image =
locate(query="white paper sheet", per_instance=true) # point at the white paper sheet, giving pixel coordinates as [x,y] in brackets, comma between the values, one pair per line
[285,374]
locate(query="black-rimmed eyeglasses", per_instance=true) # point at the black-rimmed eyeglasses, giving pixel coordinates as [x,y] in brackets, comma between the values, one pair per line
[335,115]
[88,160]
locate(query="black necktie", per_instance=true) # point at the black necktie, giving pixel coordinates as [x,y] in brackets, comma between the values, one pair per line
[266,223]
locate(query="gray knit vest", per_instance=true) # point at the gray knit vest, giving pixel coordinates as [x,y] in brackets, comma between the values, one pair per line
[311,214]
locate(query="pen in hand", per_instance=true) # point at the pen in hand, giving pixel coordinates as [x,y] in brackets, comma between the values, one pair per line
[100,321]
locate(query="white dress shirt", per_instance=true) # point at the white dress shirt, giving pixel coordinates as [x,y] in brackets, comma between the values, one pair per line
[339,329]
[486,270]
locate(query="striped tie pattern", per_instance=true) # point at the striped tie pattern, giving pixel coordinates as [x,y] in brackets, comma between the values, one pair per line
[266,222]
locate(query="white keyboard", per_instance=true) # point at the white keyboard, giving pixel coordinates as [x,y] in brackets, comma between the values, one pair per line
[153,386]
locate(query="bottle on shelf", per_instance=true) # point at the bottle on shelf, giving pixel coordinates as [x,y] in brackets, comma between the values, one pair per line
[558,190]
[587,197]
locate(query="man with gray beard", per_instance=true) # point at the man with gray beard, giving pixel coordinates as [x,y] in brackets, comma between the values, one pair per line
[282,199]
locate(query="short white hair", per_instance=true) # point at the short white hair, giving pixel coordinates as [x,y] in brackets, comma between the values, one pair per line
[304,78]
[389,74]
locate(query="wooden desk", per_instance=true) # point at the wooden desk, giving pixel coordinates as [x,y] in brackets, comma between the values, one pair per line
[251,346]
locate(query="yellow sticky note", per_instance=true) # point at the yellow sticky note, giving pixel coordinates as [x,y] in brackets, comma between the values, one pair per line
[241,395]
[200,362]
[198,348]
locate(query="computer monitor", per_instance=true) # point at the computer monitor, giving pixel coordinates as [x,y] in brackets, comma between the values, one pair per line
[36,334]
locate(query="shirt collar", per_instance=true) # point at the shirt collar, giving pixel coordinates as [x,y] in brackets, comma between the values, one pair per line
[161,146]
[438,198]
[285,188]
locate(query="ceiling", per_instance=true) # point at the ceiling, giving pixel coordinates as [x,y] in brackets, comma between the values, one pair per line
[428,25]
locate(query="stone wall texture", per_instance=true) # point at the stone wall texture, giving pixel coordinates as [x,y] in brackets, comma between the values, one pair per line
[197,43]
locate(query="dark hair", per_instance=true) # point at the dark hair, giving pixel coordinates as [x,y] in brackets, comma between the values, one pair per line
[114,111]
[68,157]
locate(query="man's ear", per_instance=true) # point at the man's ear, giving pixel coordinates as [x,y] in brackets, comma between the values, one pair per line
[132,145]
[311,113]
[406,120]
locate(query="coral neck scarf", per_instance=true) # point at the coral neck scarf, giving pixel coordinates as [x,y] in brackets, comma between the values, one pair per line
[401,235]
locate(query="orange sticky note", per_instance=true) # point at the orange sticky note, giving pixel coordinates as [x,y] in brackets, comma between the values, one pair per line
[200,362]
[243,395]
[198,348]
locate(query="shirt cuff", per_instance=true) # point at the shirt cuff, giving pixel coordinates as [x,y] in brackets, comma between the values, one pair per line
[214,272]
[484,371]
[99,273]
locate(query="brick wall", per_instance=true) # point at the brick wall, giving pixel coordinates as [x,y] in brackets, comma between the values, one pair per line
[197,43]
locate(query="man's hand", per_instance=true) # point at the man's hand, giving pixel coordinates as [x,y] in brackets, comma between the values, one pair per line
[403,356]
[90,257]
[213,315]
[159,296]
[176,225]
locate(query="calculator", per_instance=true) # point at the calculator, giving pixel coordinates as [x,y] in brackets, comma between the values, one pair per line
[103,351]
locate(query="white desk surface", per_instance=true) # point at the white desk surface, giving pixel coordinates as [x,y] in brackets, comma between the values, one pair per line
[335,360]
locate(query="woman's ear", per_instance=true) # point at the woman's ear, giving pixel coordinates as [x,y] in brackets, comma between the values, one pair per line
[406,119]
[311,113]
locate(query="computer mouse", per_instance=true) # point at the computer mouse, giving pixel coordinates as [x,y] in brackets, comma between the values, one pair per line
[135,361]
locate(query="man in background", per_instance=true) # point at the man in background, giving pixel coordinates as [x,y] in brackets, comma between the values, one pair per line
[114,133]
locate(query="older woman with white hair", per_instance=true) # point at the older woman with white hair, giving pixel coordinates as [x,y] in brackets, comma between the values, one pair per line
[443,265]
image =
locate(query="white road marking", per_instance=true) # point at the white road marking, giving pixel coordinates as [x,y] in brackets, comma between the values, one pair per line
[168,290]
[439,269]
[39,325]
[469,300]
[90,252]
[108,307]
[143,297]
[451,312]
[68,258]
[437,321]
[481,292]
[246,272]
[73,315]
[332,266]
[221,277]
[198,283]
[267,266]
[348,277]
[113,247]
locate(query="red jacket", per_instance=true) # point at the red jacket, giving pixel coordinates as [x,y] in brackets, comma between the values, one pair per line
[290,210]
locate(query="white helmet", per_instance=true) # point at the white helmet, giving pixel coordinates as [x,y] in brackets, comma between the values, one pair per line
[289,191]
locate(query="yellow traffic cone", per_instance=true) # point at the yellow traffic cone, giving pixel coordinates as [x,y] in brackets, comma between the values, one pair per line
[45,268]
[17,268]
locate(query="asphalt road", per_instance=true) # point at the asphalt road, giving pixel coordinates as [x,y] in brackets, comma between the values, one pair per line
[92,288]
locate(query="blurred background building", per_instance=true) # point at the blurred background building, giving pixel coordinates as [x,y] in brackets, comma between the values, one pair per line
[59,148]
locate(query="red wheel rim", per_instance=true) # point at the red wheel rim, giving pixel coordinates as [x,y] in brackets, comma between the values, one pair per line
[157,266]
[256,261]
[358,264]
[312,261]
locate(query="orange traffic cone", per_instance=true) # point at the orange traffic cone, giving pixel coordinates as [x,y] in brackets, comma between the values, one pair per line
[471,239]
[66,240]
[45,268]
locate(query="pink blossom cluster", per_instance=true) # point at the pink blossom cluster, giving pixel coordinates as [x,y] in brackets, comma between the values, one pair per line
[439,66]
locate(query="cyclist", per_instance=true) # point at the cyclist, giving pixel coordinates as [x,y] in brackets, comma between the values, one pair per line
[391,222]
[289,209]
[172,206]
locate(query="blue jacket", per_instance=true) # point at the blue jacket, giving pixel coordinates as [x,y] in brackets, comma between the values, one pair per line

------------------------

## Problem requirements:
Please transcribe the records above in full, keeping every word.

## Answer space:
image =
locate(query="white paper sheet", per_instance=true) # point at the white paper sheet, giving pixel coordinates as [x,y] in brackets, comma between the values, one pair per line
[285,374]
locate(query="black-rimmed eyeglasses", per_instance=true) # point at the black-rimmed eyeglasses, giving pixel coordinates as [x,y] in brackets, comma between the values, one pair per line
[335,115]
[88,160]
locate(query="black necktie", per_instance=true) # point at the black necktie, giving pixel coordinates as [x,y] in brackets, comma between the values, one pair per line
[266,223]
locate(query="gray knit vest", per_instance=true) # point at the gray knit vest, giving pixel coordinates as [x,y] in brackets, comma between the values, one pair per line
[311,214]
locate(query="pen in hand", per_instance=true) # point at the pen in hand, giving pixel coordinates as [x,y] in brackets, comma between the values, one pair per line
[100,321]
locate(query="white dress shirt", per_instance=true) # point at the white dress shirt, giving pixel coordinates as [x,y] in brackets, comma between the values, one pair per line
[339,329]
[486,270]
locate(query="striped tie pattern", per_instance=true) # point at the striped tie pattern, giving pixel coordinates as [x,y] in brackets, comma between the values, one pair per line
[266,222]
locate(query="white keyboard", per_instance=true) # point at the white keyboard, giving pixel coordinates as [x,y] in brackets, comma between the values, one pair per line
[153,386]
locate(query="bottle on shelf", per_instance=true) # point at the bottle on shelf, giving pixel coordinates as [x,y] in brackets, comma between the values, one pair per line
[558,190]
[587,197]
locate(query="man with gray beard", per_instance=true) # point at the man with gray beard, giving pixel coordinates as [x,y] in brackets, comma between the values, one pair per line
[282,199]
locate(query="short white hair", per_instance=true) # point at the short white hair, giving pixel coordinates as [x,y] in brackets, comma between the values, one pair per line
[304,78]
[389,74]
locate(query="wooden desk", per_instance=true) # point at the wooden desk, giving pixel coordinates as [x,y] in brackets, comma between the values, one pair per line
[251,346]
locate(query="yellow sticky note", per_instance=true) # point at the yellow sticky note, giving pixel coordinates as [x,y] in brackets, comma between the values, one pair per line
[241,395]
[200,362]
[198,348]
locate(query="computer monitor", per_instance=true) # point at the computer monitor, giving pixel coordinates as [x,y] in brackets, comma between the values, one pair per line
[36,334]
locate(query="shirt collar", per_instance=true) # point at the shirt collar, giving pixel coordinates as [x,y] in brackets, comma between the values, one pair per line
[161,146]
[438,198]
[285,188]
locate(query="ceiling", per_instance=true) # point at the ceiling, giving pixel coordinates as [x,y] in brackets, comma between the values, one pair per line
[428,25]
locate(query="stone wall texture", per_instance=true) # point at the stone wall texture, giving pixel coordinates as [x,y] in brackets, comma between the values, one pair per line
[197,43]
locate(query="dark hair", per_instance=true) # point at the dark hair, giving pixel coordinates as [x,y] in brackets, comma between the values, one pair per line
[114,111]
[68,157]
locate(query="man's ear", per_instance=true) # point at the man's ear, giving pixel coordinates as [x,y] in brackets, comma between the values, one pair per line
[132,145]
[311,113]
[406,120]
locate(query="coral neck scarf", per_instance=true) # point at the coral neck scarf, giving pixel coordinates as [x,y] in brackets, comma between the values, one pair per line
[401,235]
locate(query="orange sticky note", per_instance=true) # point at the orange sticky note, giving pixel coordinates as [x,y] in brackets, comma between the values, one pair per line
[200,362]
[243,395]
[198,348]
locate(query="shirt cuff", per_instance=true) # point at the shirt cuff, giving pixel coordinates as [x,y] in brackets, comma between the values, one pair per line
[214,272]
[484,371]
[99,273]
locate(query="brick wall", per_instance=true) # point at the brick wall, giving pixel coordinates as [x,y] in brackets, comma between the values, one pair per line
[197,43]
locate(query="man's hand", per_instance=true) # point at the man's hand, giving pixel coordinates as [x,y] in brackets, comma between the values, one pair per line
[403,356]
[90,257]
[213,315]
[159,296]
[176,225]
locate(query="calculator", per_instance=true) # point at the calculator, giving pixel coordinates as [x,y] in brackets, comma between the values, one pair per line
[103,351]
locate(query="white desk surface", per_instance=true) # point at the white desk surface, giving pixel coordinates as [x,y] in brackets, comma between the values, one pair per line
[335,360]
locate(query="woman's ear", per_instance=true) # point at the woman's ear, giving pixel coordinates as [x,y] in brackets, comma between the values, one pair per line
[406,119]
[311,113]
locate(query="computer mouse", per_instance=true) # point at the computer mouse, giving pixel coordinates as [x,y] in brackets, comma between the values, one pair per line
[135,361]
locate(query="man in background", per_instance=true) # point at the man in background, giving pixel coordinates as [x,y] in brackets, comma between the values, one pair per line
[114,133]
locate(query="older woman with white hair", per_instance=true) # point at the older woman with white hair, giving pixel coordinates as [x,y] in brackets, comma between the values, one pair per line
[443,265]
image =
locate(query="white road marking", per_instance=true) # point at the white road marking, giving pixel coordinates as [x,y] in brackets, comma between the values, one pair per line
[168,290]
[439,269]
[39,325]
[469,300]
[90,252]
[108,307]
[143,297]
[451,312]
[68,258]
[437,321]
[481,292]
[246,272]
[73,315]
[332,266]
[221,277]
[198,283]
[267,266]
[348,277]
[113,247]
locate(query="red jacket", per_instance=true) # point at the red jacket, giving pixel coordinates as [x,y] in brackets, comma between the values, one pair per line
[290,210]
locate(query="white helmet", per_instance=true) # point at the white helmet, giving pixel coordinates as [x,y] in brackets, comma between the values, one pair per line
[289,191]
locate(query="yellow traffic cone", per_instance=true) # point at the yellow traffic cone, giving pixel coordinates as [x,y] in brackets, comma between the values, one pair per line
[45,268]
[17,268]
locate(query="asphalt road", per_instance=true) # point at the asphalt road, giving pixel coordinates as [x,y] in brackets, comma between the values, one pair per line
[92,288]
locate(query="blurred background building", per_instance=true) # point at the blurred background building, giving pixel coordinates as [x,y] in brackets, comma between the values, one pair per line
[59,148]
locate(query="red wheel rim", per_instance=true) # point at the red wheel rim, giving pixel coordinates as [x,y] in brackets, comma between the values, one pair per line
[157,266]
[256,261]
[358,264]
[312,261]
locate(query="orange traffic cone", per_instance=true) # point at the orange traffic cone, giving pixel coordinates as [x,y] in brackets, comma between the values, one pair per line
[471,239]
[66,240]
[45,268]
locate(query="pink blossom cluster", per_instance=true) # point at the pink blossom cluster, giving pixel coordinates as [x,y] in brackets, comma between the values, one pair per line
[439,66]
locate(query="cyclist", per_instance=true) # point at the cyclist, giving pixel coordinates as [x,y] in brackets, comma between the values, one pair per line
[391,222]
[289,209]
[172,206]
locate(query="blue jacket", per_instance=true) # point at the blue jacket, giving pixel coordinates as [x,y] in brackets, comma between the values, one pair per line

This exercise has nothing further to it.